→ **SHORT TASK**
Reproduce all entries verbatim, with nothing added or dropped.

• • • • • • •

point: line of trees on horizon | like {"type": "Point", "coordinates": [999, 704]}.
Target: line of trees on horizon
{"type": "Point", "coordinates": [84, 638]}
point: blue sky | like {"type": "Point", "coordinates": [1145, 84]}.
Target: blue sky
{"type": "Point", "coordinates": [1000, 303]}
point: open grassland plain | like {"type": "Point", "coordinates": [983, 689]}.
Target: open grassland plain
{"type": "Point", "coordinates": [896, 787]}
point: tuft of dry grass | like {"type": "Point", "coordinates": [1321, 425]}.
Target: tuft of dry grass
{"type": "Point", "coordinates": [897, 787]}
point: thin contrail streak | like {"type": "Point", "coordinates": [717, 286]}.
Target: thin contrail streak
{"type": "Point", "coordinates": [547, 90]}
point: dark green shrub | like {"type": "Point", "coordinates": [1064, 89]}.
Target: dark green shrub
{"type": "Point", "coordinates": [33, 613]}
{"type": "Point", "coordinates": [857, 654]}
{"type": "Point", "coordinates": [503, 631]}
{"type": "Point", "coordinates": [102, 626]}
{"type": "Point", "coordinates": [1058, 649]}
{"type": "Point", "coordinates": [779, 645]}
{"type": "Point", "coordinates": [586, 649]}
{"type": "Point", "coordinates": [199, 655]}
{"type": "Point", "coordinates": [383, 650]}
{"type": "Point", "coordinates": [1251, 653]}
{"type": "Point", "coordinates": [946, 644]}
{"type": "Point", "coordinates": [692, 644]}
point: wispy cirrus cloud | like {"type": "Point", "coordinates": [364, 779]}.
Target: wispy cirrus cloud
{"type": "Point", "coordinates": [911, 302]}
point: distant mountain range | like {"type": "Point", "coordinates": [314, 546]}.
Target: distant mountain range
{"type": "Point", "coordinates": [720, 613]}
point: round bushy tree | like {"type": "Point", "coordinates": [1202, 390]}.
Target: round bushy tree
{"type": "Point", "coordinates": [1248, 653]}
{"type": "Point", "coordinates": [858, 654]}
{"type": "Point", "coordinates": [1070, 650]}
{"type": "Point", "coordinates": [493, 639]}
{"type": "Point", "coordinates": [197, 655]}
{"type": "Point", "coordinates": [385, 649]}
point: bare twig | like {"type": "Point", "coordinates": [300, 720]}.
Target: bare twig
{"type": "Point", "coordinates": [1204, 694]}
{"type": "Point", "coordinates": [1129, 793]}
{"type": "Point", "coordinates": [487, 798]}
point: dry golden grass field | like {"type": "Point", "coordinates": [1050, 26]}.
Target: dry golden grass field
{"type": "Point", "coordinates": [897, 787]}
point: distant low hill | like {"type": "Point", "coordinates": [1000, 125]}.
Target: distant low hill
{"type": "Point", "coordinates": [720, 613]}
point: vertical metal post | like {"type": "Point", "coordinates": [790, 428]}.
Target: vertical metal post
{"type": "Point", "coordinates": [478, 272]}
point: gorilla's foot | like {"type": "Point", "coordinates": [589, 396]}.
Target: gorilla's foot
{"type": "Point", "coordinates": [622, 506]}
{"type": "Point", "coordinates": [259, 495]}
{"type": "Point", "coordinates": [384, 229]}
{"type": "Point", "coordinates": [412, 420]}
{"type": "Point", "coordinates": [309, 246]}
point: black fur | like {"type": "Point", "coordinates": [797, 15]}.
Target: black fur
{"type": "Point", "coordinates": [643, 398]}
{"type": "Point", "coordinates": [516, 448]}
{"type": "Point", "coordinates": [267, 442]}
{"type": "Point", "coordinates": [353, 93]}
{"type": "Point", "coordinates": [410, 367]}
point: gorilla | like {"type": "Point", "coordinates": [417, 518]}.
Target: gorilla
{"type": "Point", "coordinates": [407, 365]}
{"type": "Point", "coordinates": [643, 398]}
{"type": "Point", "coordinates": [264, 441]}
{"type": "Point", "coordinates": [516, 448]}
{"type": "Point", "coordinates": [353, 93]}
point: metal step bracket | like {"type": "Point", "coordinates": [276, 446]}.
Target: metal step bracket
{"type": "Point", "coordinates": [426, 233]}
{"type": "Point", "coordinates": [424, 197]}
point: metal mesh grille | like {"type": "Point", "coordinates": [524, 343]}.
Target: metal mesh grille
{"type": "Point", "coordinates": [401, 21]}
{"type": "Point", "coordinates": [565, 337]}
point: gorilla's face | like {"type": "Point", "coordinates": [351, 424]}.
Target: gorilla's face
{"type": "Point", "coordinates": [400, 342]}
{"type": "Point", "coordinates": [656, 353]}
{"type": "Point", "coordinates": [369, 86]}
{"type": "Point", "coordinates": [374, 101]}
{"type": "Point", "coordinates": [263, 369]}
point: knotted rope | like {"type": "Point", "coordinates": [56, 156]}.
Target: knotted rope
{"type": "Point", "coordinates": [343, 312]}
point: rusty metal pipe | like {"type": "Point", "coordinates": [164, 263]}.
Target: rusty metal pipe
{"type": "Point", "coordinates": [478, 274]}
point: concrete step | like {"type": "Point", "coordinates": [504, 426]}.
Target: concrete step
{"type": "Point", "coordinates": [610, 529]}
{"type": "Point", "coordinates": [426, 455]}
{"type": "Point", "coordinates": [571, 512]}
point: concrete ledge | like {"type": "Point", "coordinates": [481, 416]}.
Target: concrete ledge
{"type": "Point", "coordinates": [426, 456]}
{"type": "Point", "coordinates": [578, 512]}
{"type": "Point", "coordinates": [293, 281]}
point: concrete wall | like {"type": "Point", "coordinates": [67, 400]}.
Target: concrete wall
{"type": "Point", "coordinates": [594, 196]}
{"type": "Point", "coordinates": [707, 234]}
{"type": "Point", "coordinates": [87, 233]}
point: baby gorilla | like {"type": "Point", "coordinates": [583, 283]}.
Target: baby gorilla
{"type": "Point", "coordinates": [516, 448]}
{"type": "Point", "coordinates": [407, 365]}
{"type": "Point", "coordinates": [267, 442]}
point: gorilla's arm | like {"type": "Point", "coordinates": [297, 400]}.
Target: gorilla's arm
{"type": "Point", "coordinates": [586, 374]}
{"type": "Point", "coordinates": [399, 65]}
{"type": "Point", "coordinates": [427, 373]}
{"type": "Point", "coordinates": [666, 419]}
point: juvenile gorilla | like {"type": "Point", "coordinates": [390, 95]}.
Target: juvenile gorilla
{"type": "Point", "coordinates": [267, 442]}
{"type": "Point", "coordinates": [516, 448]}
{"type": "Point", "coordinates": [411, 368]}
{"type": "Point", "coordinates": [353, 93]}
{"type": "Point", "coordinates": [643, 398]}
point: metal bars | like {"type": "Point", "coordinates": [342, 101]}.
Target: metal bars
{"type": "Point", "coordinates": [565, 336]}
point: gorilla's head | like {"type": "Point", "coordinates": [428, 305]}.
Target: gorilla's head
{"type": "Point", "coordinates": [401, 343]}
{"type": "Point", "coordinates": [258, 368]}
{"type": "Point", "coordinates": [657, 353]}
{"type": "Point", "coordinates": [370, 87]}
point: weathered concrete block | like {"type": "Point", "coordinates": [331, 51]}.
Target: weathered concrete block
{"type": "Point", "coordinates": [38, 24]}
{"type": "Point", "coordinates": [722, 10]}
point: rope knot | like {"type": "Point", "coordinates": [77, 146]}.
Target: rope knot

• • • • • • •

→ **SOLVED PROBLEM**
point: line of trees on horizon | like {"type": "Point", "coordinates": [999, 704]}.
Target: line of trees on horizon
{"type": "Point", "coordinates": [84, 638]}
point: blue sky | like {"type": "Point", "coordinates": [1145, 84]}.
Target: blue sky
{"type": "Point", "coordinates": [1000, 303]}
point: open grassland plain | like {"type": "Point", "coordinates": [983, 689]}.
Target: open grassland plain
{"type": "Point", "coordinates": [896, 787]}
point: tuft of dry grass | like {"type": "Point", "coordinates": [1321, 425]}.
Target: tuft of dry grass
{"type": "Point", "coordinates": [897, 787]}
point: thin contrail streak | like {"type": "Point", "coordinates": [717, 286]}.
Target: thin contrail streak
{"type": "Point", "coordinates": [547, 90]}
point: dark green shrub | like {"type": "Point", "coordinates": [1064, 89]}.
Target: dark green shrub
{"type": "Point", "coordinates": [33, 613]}
{"type": "Point", "coordinates": [857, 654]}
{"type": "Point", "coordinates": [503, 631]}
{"type": "Point", "coordinates": [102, 626]}
{"type": "Point", "coordinates": [1058, 649]}
{"type": "Point", "coordinates": [779, 645]}
{"type": "Point", "coordinates": [586, 649]}
{"type": "Point", "coordinates": [199, 655]}
{"type": "Point", "coordinates": [383, 650]}
{"type": "Point", "coordinates": [1251, 653]}
{"type": "Point", "coordinates": [946, 644]}
{"type": "Point", "coordinates": [692, 644]}
point: wispy cirrus cloud | like {"type": "Point", "coordinates": [364, 779]}.
Target: wispy cirrus cloud
{"type": "Point", "coordinates": [911, 302]}
point: distant mountain range | like {"type": "Point", "coordinates": [314, 546]}.
Target: distant mountain range
{"type": "Point", "coordinates": [720, 613]}
point: round bushy tree | like {"type": "Point", "coordinates": [1202, 390]}.
Target: round bushy tree
{"type": "Point", "coordinates": [1248, 653]}
{"type": "Point", "coordinates": [858, 654]}
{"type": "Point", "coordinates": [1070, 650]}
{"type": "Point", "coordinates": [493, 639]}
{"type": "Point", "coordinates": [197, 655]}
{"type": "Point", "coordinates": [385, 649]}
point: bare twig | like {"type": "Point", "coordinates": [300, 720]}.
Target: bare twig
{"type": "Point", "coordinates": [1204, 694]}
{"type": "Point", "coordinates": [1129, 793]}
{"type": "Point", "coordinates": [487, 798]}
point: dry golden grass field | like {"type": "Point", "coordinates": [1050, 26]}.
Target: dry golden grass field
{"type": "Point", "coordinates": [897, 787]}
point: distant low hill | like {"type": "Point", "coordinates": [1000, 125]}.
Target: distant low hill
{"type": "Point", "coordinates": [720, 613]}
point: vertical metal post | like {"type": "Point", "coordinates": [790, 428]}.
Target: vertical metal post
{"type": "Point", "coordinates": [478, 272]}
point: gorilla's foot | like {"type": "Point", "coordinates": [589, 396]}.
Target: gorilla's foot
{"type": "Point", "coordinates": [622, 506]}
{"type": "Point", "coordinates": [259, 495]}
{"type": "Point", "coordinates": [384, 229]}
{"type": "Point", "coordinates": [412, 420]}
{"type": "Point", "coordinates": [309, 246]}
point: black fur | like {"type": "Point", "coordinates": [797, 15]}.
Target: black fur
{"type": "Point", "coordinates": [643, 398]}
{"type": "Point", "coordinates": [516, 448]}
{"type": "Point", "coordinates": [267, 442]}
{"type": "Point", "coordinates": [353, 93]}
{"type": "Point", "coordinates": [410, 367]}
point: gorilla | like {"type": "Point", "coordinates": [417, 518]}.
Target: gorilla
{"type": "Point", "coordinates": [407, 365]}
{"type": "Point", "coordinates": [643, 398]}
{"type": "Point", "coordinates": [264, 441]}
{"type": "Point", "coordinates": [516, 448]}
{"type": "Point", "coordinates": [353, 93]}
point: metal step bracket | like {"type": "Point", "coordinates": [276, 446]}.
Target: metal step bracket
{"type": "Point", "coordinates": [426, 233]}
{"type": "Point", "coordinates": [424, 197]}
point: metal mesh grille | like {"type": "Point", "coordinates": [524, 343]}.
Target: metal mesh grille
{"type": "Point", "coordinates": [401, 21]}
{"type": "Point", "coordinates": [565, 337]}
point: gorilla's face | like {"type": "Point", "coordinates": [351, 424]}.
Target: gorilla's face
{"type": "Point", "coordinates": [400, 342]}
{"type": "Point", "coordinates": [656, 353]}
{"type": "Point", "coordinates": [369, 86]}
{"type": "Point", "coordinates": [374, 101]}
{"type": "Point", "coordinates": [263, 369]}
point: knotted rope | like {"type": "Point", "coordinates": [56, 156]}.
Target: knotted rope
{"type": "Point", "coordinates": [343, 312]}
point: rusty metal pipe | like {"type": "Point", "coordinates": [164, 263]}.
Target: rusty metal pipe
{"type": "Point", "coordinates": [478, 274]}
point: concrete step | like {"type": "Point", "coordinates": [504, 426]}.
Target: concrete step
{"type": "Point", "coordinates": [610, 529]}
{"type": "Point", "coordinates": [426, 455]}
{"type": "Point", "coordinates": [571, 512]}
point: concrete ledge | like {"type": "Point", "coordinates": [481, 416]}.
Target: concrete ledge
{"type": "Point", "coordinates": [426, 456]}
{"type": "Point", "coordinates": [578, 512]}
{"type": "Point", "coordinates": [293, 281]}
point: concrete wall | like {"type": "Point", "coordinates": [67, 400]}.
Target: concrete wall
{"type": "Point", "coordinates": [594, 196]}
{"type": "Point", "coordinates": [707, 234]}
{"type": "Point", "coordinates": [87, 233]}
point: baby gorilla | like {"type": "Point", "coordinates": [583, 283]}.
Target: baby gorilla
{"type": "Point", "coordinates": [516, 448]}
{"type": "Point", "coordinates": [407, 365]}
{"type": "Point", "coordinates": [267, 442]}
point: gorilla's arm | like {"type": "Point", "coordinates": [297, 400]}.
Target: gorilla's arm
{"type": "Point", "coordinates": [586, 374]}
{"type": "Point", "coordinates": [399, 65]}
{"type": "Point", "coordinates": [427, 373]}
{"type": "Point", "coordinates": [666, 419]}
point: juvenile gorilla | like {"type": "Point", "coordinates": [390, 95]}.
Target: juvenile gorilla
{"type": "Point", "coordinates": [267, 442]}
{"type": "Point", "coordinates": [516, 448]}
{"type": "Point", "coordinates": [411, 368]}
{"type": "Point", "coordinates": [353, 93]}
{"type": "Point", "coordinates": [643, 398]}
point: metal bars | like {"type": "Point", "coordinates": [342, 101]}.
Target: metal bars
{"type": "Point", "coordinates": [565, 336]}
point: gorilla's head | like {"type": "Point", "coordinates": [428, 305]}.
Target: gorilla's head
{"type": "Point", "coordinates": [401, 343]}
{"type": "Point", "coordinates": [258, 368]}
{"type": "Point", "coordinates": [657, 353]}
{"type": "Point", "coordinates": [370, 87]}
point: weathered concrete block | like {"type": "Point", "coordinates": [331, 51]}.
Target: weathered concrete block
{"type": "Point", "coordinates": [38, 24]}
{"type": "Point", "coordinates": [722, 10]}
point: rope knot | like {"type": "Point", "coordinates": [77, 146]}.
Target: rope knot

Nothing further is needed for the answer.